* DOCUMENT TEXT *
Chief Justice of Manitoba
- In office July 31, 1990 – March 1, 2013
- Preceded by: Alfred Monnin
- Succeeded by: Richard J. F. Chartier

Personal details
- Born: Richard Jamieson Scott March 20, 1938
- Died: November 21, 2024 (aged 86)
- Spouse(s): Mary (m. c. 1961)
- Alma mater: University of Manitoba
- Profession: Lawyer

= Richard J. Scott =

Canadian jurist (1938–2024)

Richard Jamieson Scott (March 20, 1938 – November 22, 2024) was a Canadian jurist who served as Chief Justice of Manitoba. In that capacity, he presided over the Manitoba Court of Appeal from 1990 to 2013. Among his most notable decisions are those in the cases Rebenchuk v Rebenchuk (2007), Manitoba Métis Federation Inc v Canada (Attorney General) et al. (2010), O'Brien v Tyrone Enterprises Ltd (2012), and, while he was on the Court of Queen's Bench of Manitoba, R v Lavallee.

== Early life and career ==
Scott was born on March 20, 1938, and raised in St. Vital, Manitoba, in what has since become a neighbourhood of Winnipeg. He had wanted to become a test pilot, but as his eyesight was not good enough, he turned to law. He attended the University of Manitoba, graduating with a Bachelor of Arts degree in 1959 and a Bachelor of Laws degree and a Governor General's Academic Gold Medal in 1963. He married his wife Mary c. 1961 with whom he went on to have three daughters.

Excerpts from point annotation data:
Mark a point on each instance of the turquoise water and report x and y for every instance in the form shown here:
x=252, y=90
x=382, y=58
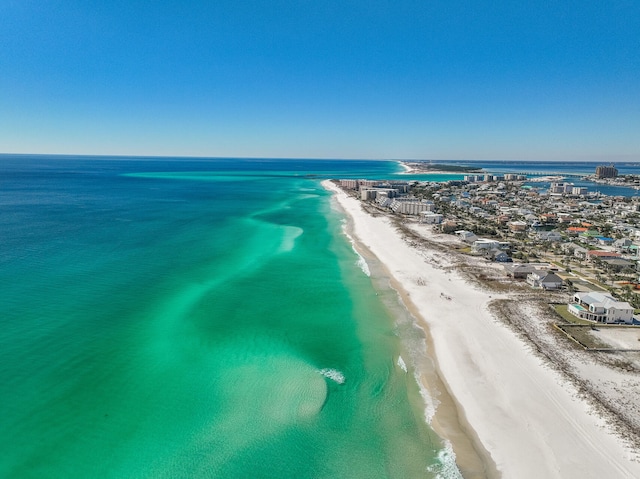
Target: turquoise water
x=195, y=319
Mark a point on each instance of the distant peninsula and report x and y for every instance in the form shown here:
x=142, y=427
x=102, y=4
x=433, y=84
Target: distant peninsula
x=428, y=167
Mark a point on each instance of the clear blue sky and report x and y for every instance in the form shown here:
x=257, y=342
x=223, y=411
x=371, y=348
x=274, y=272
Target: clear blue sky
x=322, y=78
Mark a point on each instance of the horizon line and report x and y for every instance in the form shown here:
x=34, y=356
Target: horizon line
x=294, y=158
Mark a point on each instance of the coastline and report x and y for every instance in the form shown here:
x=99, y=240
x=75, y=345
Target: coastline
x=491, y=375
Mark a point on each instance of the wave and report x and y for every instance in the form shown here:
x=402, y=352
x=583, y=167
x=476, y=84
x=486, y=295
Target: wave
x=446, y=467
x=333, y=374
x=402, y=364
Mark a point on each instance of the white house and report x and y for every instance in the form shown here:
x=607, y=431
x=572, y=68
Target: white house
x=484, y=244
x=466, y=236
x=600, y=307
x=544, y=280
x=431, y=218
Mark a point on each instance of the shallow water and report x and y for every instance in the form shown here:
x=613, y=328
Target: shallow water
x=195, y=319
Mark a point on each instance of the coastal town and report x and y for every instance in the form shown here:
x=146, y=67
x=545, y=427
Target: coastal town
x=559, y=238
x=552, y=262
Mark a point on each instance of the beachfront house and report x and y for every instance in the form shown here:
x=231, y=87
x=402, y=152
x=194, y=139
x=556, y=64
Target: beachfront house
x=546, y=280
x=466, y=236
x=600, y=307
x=431, y=218
x=481, y=244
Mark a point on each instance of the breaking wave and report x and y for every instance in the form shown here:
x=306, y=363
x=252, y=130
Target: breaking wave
x=333, y=374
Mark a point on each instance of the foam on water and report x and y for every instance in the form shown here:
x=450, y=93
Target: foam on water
x=402, y=364
x=333, y=374
x=446, y=467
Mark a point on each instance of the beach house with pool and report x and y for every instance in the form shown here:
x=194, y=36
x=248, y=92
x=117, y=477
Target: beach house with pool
x=600, y=307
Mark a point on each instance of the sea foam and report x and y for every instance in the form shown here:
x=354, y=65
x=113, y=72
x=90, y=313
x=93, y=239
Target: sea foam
x=446, y=467
x=333, y=374
x=402, y=364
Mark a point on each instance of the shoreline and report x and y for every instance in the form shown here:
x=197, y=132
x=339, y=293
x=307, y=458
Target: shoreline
x=522, y=418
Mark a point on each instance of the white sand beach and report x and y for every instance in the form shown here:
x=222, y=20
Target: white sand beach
x=530, y=420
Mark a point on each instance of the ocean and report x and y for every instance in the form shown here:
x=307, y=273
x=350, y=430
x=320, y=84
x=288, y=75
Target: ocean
x=182, y=318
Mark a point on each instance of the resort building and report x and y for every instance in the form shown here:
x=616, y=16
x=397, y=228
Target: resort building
x=600, y=307
x=411, y=206
x=431, y=218
x=606, y=171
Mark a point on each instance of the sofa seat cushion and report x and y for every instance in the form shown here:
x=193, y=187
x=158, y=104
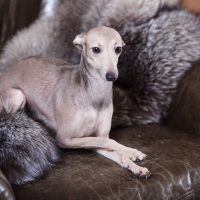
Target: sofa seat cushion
x=173, y=159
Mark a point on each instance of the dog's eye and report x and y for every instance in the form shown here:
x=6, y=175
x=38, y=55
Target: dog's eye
x=96, y=50
x=118, y=50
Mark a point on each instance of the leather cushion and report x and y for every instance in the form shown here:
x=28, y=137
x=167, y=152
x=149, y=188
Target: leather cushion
x=173, y=159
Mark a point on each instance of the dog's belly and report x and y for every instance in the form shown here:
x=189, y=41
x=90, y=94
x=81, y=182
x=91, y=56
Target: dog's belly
x=90, y=122
x=86, y=123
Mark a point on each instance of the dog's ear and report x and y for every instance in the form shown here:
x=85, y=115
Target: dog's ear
x=79, y=41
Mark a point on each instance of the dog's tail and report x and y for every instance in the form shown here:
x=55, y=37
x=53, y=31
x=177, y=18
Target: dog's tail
x=26, y=148
x=49, y=8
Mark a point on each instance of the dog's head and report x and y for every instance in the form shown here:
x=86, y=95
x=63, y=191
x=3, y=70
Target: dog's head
x=101, y=47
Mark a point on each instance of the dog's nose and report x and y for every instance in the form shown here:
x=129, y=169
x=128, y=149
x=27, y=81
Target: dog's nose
x=111, y=76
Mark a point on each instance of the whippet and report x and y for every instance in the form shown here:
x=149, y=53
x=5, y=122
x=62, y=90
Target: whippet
x=76, y=101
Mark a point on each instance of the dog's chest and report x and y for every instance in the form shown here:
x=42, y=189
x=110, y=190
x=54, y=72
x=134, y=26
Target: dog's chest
x=91, y=122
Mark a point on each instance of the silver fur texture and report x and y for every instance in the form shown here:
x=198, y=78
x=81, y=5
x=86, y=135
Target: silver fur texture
x=27, y=150
x=162, y=40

* INSTRUCTION 1 *
Answer these questions using the biography of Richard J. Scott, giving each answer on its own line:
(a) Who preceded Scott as Chief Justice of Manitoba?
(b) What did Scott first want to become before he turned to law?
(c) What degree did he receive from the University of Manitoba in 1959?
* INSTRUCTION 2 *
List every court case that the biography of Richard J. Scott names among his most notable decisions.

* CORRECT OUTPUT 1 *
(a) Alfred Monnin
(b) A test pilot
(c) A Bachelor of Arts degree

* CORRECT OUTPUT 2 *
- Rebenchuk v Rebenchuk (2007)
- Manitoba Métis Federation Inc v Canada (Attorney General) et al. (2010)
- O'Brien v Tyrone Enterprises Ltd (2012)
- R v Lavallee